▸ **Given task 1**:
In the R-function description, what is the default for threshold_value?

▸ **Document**:
This implementation requires only the R-package ggplot2.

R-FUNCTION

The R-function requires definition of eight arguments:

  • study_data: mandatory, the name of the data frame that contains the measurements
  • meta_data: mandatory, the name of the data frame that contains static metadata of the study data
  • group_vars: optional, the name of the observer, device or any variable alike that should be compared
  • strata_vars: optional, the name of a variable that should be used for stratification
  • label_col: optional, specifies the column name of the metadata table which contains labels for all variables in the study data
  • threshold_value: optional with default (10%), an numeric value see Implementation and use of thresholds
  • direction: optional with default (high), can be either low or high with regard to the threshold. If values above the threshold are considered critical high should be selected, low respectively. See also Implementation and use of thresholds
  • exclude_roles: optional, a concatenated character string specifying VARIABLE_ROLE(s) that can be deselected.

▸ **Provided material**:
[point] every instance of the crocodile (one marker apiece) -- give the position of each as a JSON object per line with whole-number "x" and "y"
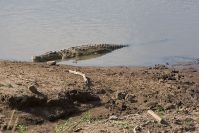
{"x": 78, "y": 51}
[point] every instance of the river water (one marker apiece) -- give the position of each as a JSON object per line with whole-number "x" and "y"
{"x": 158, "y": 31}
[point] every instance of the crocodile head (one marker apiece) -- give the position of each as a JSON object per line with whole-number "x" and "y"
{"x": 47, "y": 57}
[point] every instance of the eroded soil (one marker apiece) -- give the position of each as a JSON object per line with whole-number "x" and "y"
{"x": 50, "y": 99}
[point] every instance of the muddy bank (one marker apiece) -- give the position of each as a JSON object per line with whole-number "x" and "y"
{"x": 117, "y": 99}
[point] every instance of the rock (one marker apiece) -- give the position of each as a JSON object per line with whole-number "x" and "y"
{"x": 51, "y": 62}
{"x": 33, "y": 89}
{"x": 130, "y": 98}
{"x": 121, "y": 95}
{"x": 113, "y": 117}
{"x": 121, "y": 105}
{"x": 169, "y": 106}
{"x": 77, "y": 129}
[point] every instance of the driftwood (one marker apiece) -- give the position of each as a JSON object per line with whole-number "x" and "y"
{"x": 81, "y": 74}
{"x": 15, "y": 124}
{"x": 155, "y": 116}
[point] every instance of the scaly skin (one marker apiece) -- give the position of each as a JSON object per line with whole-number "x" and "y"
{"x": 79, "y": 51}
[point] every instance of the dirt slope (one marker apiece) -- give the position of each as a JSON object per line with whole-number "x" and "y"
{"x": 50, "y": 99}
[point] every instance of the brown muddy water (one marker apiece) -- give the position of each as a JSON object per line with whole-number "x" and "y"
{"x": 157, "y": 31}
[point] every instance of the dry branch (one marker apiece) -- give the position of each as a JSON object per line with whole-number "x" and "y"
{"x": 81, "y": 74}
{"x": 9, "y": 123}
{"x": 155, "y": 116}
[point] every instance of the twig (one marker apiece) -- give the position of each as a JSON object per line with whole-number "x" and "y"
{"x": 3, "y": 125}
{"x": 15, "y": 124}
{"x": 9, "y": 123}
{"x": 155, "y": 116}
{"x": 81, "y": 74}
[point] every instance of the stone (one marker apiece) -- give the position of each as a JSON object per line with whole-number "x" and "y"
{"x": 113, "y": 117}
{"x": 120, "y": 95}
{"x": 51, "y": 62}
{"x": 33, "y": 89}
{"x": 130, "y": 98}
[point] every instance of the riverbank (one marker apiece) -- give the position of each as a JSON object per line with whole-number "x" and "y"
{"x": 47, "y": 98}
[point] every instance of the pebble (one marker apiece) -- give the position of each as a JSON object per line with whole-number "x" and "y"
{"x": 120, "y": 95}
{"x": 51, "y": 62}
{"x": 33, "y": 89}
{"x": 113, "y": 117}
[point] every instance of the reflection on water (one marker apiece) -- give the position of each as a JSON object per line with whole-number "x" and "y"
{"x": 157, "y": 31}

---

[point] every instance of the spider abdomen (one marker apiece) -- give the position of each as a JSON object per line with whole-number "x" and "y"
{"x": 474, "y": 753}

▸ **Given task 2**:
Return each line in the rows above that includes the string "water".

▸ **Reply 1**:
10%

▸ **Reply 2**:
[point] every instance of the river water (one marker apiece) -- give the position of each as a JSON object per line with whole-number "x" and "y"
[point] every instance of the brown muddy water (one marker apiece) -- give the position of each as a JSON object per line with whole-number "x" and "y"
[point] every instance of the reflection on water (one marker apiece) -- give the position of each as a JSON object per line with whole-number "x" and "y"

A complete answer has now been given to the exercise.